SELF-GUIDED TOUR



BUILDING DESCRIPTIONS

1 - Office: This buiding was originally the time office where miners punched in and out when they went underground and returned to surface.

2 - Hoistroom: The building houses the hoist which raised and lowered the cages in the two compartment shaft in the headframe. The interior can be viewed through the window - lights will come on automatically as you approach the window.

3 - Headframe: This building houses the shaft that accessed the underground workings as well as the ore bin where hoisted ore was dumped before going to the mill.

4 - Dry: This building was the change-room where miners changed from street clothes to work clothes. Wet work clothes were hung in baskets to dry between shifts.

5 - Compressor House: This building houses a compressor used to power pneumatic drills and mucking machines underground. Part of the building was also used as a workshop. The compressor can be viewed


ROCK DESCRIPTIONS

1 - Timiskaming Conglomerate: This is a sedimentary rock deposited by moving water in a river bed. Pebble layers=fast flowing, sandy layer=slow flowing.
* * * *
● REQUIREMENTS
[A] List every building named in the building descriptions of the self-guided tour.
[B] Write the next part of the self-guided tour, picking up after its last rock description.

[Coordinate annotation rows]
* * * *
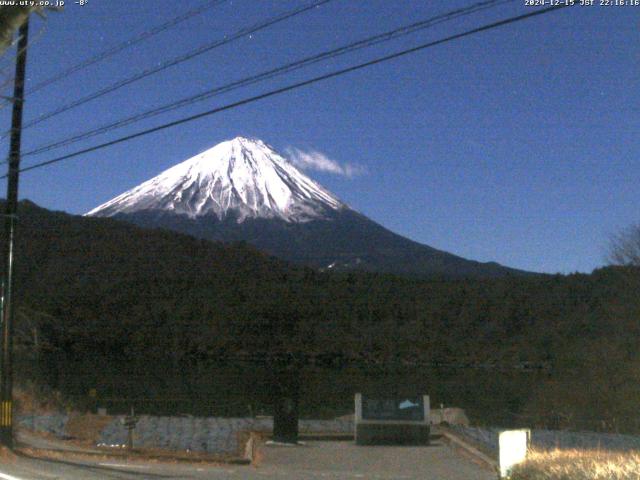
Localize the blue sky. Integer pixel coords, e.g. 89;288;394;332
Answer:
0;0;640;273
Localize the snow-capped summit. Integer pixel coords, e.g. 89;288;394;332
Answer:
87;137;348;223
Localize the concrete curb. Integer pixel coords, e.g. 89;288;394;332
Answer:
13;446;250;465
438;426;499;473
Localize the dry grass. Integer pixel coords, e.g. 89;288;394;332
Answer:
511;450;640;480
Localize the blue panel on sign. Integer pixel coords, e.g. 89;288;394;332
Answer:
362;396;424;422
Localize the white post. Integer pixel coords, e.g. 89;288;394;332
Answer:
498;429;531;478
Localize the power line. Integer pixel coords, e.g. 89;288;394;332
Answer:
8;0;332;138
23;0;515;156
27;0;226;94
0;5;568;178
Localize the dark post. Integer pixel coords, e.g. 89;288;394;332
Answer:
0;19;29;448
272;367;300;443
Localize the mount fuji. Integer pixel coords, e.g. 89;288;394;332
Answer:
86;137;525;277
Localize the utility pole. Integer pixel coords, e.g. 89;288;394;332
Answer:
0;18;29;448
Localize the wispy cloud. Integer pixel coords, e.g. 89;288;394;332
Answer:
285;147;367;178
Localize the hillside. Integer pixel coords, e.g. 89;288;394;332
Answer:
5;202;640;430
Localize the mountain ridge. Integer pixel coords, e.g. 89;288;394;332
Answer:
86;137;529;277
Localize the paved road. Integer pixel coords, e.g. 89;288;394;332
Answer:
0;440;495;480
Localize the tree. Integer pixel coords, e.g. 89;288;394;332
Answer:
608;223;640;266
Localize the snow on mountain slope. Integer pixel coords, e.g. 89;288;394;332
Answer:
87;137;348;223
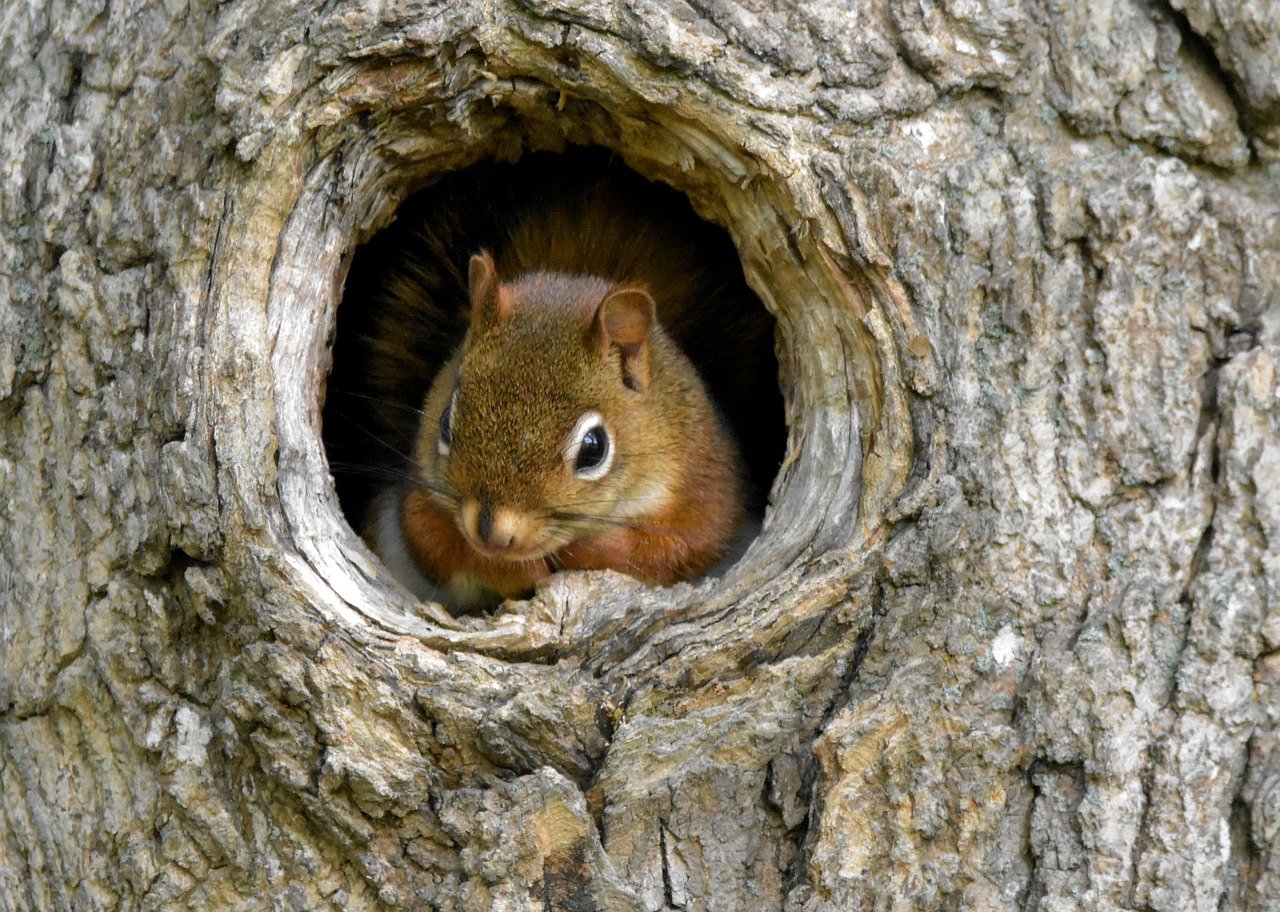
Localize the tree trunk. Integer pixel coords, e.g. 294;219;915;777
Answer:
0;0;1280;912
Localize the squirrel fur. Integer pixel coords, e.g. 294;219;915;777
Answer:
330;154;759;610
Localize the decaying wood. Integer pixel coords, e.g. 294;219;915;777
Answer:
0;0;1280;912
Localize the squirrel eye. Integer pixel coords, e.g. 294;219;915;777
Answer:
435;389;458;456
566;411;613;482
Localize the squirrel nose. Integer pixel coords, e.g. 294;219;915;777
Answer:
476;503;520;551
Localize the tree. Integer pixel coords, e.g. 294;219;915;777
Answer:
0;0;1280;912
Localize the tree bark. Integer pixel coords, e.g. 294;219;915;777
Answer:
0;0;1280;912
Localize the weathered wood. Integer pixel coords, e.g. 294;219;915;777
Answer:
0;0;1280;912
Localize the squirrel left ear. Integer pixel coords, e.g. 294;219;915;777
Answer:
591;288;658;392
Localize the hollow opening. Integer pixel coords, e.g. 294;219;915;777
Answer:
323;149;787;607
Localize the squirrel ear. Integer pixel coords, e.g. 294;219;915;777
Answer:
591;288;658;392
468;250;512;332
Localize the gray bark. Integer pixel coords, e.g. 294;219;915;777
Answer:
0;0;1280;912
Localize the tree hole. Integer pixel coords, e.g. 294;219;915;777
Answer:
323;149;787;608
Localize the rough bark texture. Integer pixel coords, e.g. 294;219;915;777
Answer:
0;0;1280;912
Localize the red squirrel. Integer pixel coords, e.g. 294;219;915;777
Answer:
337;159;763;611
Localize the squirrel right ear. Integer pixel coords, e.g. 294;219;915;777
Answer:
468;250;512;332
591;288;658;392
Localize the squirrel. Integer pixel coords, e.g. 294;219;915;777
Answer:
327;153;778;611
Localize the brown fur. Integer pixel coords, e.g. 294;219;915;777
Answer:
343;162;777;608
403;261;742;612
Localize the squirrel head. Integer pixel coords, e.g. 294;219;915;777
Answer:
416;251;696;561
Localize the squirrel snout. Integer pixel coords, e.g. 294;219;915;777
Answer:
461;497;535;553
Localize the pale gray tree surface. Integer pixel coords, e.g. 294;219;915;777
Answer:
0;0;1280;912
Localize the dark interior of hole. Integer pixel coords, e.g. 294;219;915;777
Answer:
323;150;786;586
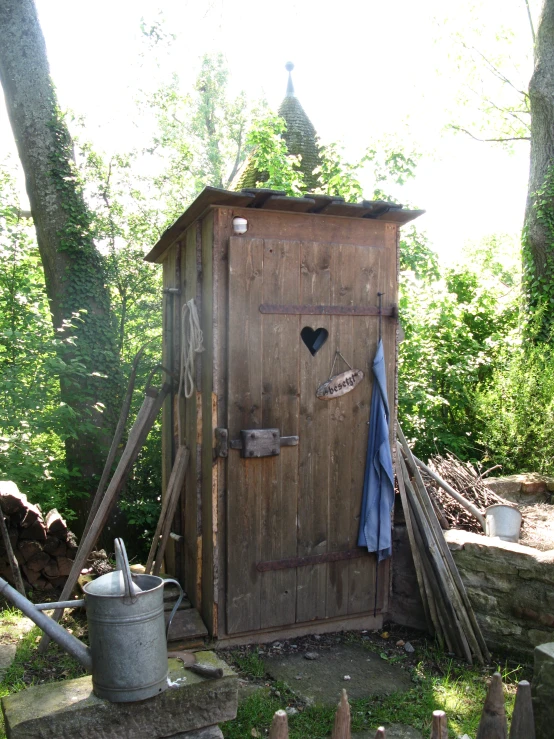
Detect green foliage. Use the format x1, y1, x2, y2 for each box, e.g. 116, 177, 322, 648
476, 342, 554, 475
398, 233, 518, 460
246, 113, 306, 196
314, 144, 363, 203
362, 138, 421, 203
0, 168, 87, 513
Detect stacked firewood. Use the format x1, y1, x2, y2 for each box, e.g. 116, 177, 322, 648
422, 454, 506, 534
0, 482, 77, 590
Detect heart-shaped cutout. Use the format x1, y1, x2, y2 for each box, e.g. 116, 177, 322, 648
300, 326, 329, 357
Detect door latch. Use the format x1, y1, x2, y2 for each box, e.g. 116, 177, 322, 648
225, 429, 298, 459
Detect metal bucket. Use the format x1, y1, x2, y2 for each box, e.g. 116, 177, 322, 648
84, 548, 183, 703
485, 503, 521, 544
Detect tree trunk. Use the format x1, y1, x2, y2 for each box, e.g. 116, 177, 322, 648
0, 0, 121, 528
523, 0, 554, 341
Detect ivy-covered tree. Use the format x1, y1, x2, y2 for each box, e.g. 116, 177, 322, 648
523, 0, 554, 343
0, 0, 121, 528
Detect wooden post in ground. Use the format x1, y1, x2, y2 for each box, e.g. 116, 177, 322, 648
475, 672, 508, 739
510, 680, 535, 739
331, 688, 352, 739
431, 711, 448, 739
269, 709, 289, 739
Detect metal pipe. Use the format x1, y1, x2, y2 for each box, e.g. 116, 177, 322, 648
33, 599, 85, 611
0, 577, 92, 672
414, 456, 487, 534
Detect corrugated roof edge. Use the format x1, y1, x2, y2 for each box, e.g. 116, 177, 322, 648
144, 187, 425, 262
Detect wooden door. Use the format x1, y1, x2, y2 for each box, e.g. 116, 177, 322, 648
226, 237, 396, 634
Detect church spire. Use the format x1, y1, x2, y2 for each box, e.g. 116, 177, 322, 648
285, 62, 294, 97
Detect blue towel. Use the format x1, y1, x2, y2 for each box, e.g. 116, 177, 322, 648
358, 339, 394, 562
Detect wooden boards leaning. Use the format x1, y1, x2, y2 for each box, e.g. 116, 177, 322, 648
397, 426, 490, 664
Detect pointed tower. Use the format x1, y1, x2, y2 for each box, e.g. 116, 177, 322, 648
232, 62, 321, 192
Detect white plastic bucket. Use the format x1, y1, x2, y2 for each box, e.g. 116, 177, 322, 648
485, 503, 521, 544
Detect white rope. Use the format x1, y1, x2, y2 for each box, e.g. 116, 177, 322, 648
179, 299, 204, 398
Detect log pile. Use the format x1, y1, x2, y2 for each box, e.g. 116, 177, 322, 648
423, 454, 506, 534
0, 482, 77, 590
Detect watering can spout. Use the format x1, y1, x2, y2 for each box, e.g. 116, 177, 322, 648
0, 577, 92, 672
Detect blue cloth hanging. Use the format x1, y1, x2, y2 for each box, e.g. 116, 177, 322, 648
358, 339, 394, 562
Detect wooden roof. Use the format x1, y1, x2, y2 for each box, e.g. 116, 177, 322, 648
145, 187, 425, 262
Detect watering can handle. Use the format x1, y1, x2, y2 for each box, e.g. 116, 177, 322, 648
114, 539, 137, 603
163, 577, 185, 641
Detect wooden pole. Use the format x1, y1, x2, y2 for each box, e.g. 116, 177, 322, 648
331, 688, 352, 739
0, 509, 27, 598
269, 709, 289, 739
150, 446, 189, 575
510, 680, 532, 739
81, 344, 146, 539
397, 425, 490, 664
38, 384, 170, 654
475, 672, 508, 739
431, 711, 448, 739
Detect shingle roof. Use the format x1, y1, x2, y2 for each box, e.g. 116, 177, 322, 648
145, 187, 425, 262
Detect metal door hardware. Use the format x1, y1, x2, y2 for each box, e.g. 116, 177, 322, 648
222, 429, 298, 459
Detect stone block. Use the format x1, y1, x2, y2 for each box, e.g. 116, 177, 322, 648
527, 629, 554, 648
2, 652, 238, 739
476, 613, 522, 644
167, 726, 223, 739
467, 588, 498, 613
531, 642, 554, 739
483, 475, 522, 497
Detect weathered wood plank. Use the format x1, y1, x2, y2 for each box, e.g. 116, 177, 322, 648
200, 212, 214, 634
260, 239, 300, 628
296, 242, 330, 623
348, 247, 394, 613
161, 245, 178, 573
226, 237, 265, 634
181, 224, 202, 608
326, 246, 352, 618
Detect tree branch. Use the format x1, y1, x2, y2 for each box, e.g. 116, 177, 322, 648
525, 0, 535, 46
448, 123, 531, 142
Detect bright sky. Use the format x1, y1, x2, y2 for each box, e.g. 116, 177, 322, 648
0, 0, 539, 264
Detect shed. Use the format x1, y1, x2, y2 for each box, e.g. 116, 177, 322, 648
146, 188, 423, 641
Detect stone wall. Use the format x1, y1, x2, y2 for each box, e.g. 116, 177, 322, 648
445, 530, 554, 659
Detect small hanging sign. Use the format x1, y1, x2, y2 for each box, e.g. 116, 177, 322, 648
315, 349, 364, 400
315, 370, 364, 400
* * * *
● ANSWERS PER TASK
[A] Office, Hoistroom, Headframe, Dry, Compressor House

[B]
2 - Green Carbonate: This is a local name for metamorphosed lava. It was black when it flowed from the volcano but was subject to intense natural forces that caused green chrome mica to form, imparting the green colour.

3 - Pillow Lava: This lava flowed under the ocean as small streams that sizzled when they came into contact with the cold water. The rims around the odd shapes are the result of the rapid chilling.

4 - Feldspar Porphyry: This rock came from magma that cooled very slowly deep inside a volcano, allowing time for both large crystals to grow.

5 - Matachewan Porphyry: This rock is a close cousin to the feldspar porphyry but the crystals are white due to their sodium content, whereas feldspar rich in potassium is pink.

6 - Core Car: Please feel free to take home a souvenir.

7 - Gowganda formation Conglomerate: This rock is much younger than the Timiskaming conglomerate noted above. Note the much larger, rounded rocks cemented in a fine-grained groundmass.

8 - Quartz: This is a piece of a quartz vein and is almost all silica. Many gold deposits are found in Quartz veins.

9 - Basalt: This rock is related to the pillow lava noted above. It was deposited in a submarine environment, flowing on to the ocean.

10 - Iron Formation: This rock is made up of sedimentary material derived from eroding volcanic rocks that were deposited in a shallow marine environment. The reddish bands are layers of magnetite, an iron mineral.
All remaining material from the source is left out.